Exercise goal => Whenever a line below holds the word "sneaker", count it; then give the total and nothing else.

[Record set]

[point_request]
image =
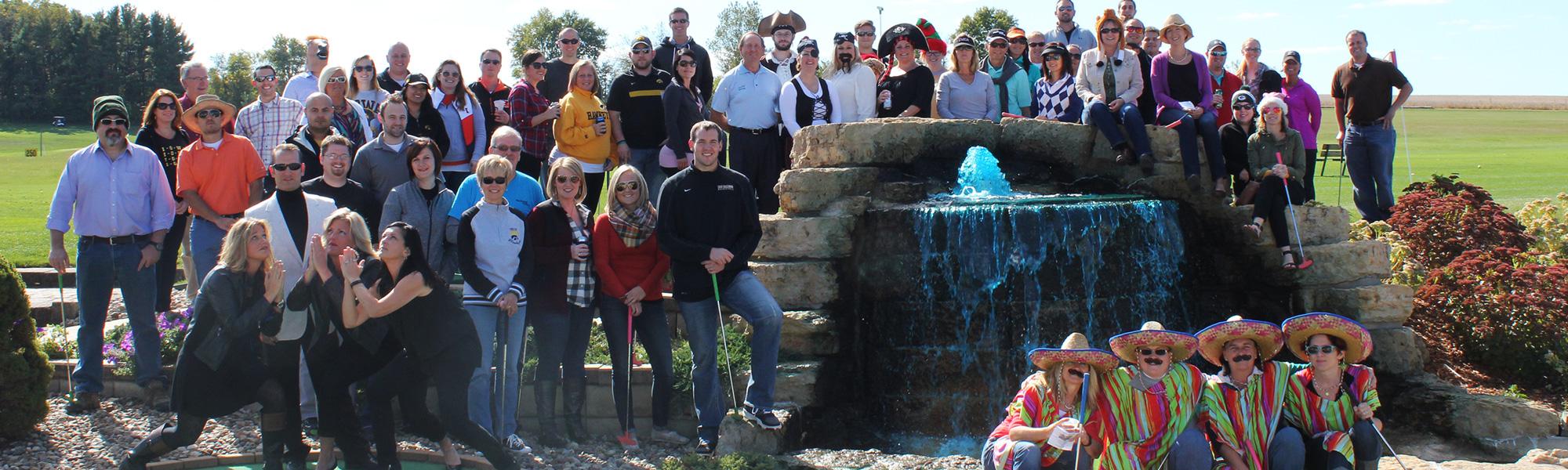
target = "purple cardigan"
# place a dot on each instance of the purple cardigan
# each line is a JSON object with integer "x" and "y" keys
{"x": 1163, "y": 87}
{"x": 1307, "y": 112}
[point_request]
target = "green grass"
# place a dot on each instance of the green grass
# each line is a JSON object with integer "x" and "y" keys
{"x": 1517, "y": 156}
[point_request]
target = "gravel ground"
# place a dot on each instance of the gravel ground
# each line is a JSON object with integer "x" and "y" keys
{"x": 100, "y": 439}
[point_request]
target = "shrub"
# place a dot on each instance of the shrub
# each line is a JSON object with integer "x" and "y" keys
{"x": 1504, "y": 313}
{"x": 24, "y": 369}
{"x": 1443, "y": 219}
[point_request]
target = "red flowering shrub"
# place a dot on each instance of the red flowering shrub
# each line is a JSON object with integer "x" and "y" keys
{"x": 1506, "y": 313}
{"x": 1443, "y": 219}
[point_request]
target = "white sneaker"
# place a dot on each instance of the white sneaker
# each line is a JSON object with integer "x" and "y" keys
{"x": 514, "y": 443}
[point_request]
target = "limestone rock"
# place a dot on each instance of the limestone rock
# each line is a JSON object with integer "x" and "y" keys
{"x": 799, "y": 284}
{"x": 796, "y": 237}
{"x": 813, "y": 189}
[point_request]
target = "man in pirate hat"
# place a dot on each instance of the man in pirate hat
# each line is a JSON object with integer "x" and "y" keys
{"x": 1150, "y": 408}
{"x": 1244, "y": 403}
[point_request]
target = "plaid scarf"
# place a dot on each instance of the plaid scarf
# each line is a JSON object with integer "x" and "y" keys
{"x": 634, "y": 226}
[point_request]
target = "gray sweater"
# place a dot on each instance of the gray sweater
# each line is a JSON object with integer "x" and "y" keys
{"x": 430, "y": 219}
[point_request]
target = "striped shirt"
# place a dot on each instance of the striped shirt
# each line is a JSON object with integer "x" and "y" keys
{"x": 1246, "y": 418}
{"x": 1330, "y": 418}
{"x": 269, "y": 125}
{"x": 1142, "y": 425}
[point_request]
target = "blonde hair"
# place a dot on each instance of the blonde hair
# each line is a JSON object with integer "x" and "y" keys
{"x": 561, "y": 167}
{"x": 234, "y": 253}
{"x": 495, "y": 165}
{"x": 357, "y": 228}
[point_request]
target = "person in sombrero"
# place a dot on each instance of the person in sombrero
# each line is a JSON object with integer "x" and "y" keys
{"x": 1150, "y": 408}
{"x": 1244, "y": 403}
{"x": 1332, "y": 402}
{"x": 1047, "y": 402}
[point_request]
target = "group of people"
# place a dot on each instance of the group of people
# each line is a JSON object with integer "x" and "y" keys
{"x": 1081, "y": 411}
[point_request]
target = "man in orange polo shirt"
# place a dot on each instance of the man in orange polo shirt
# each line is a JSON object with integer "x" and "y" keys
{"x": 219, "y": 176}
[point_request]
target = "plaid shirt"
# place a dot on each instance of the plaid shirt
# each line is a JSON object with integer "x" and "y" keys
{"x": 579, "y": 275}
{"x": 528, "y": 103}
{"x": 267, "y": 125}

[/Record set]

Result of the exercise => 2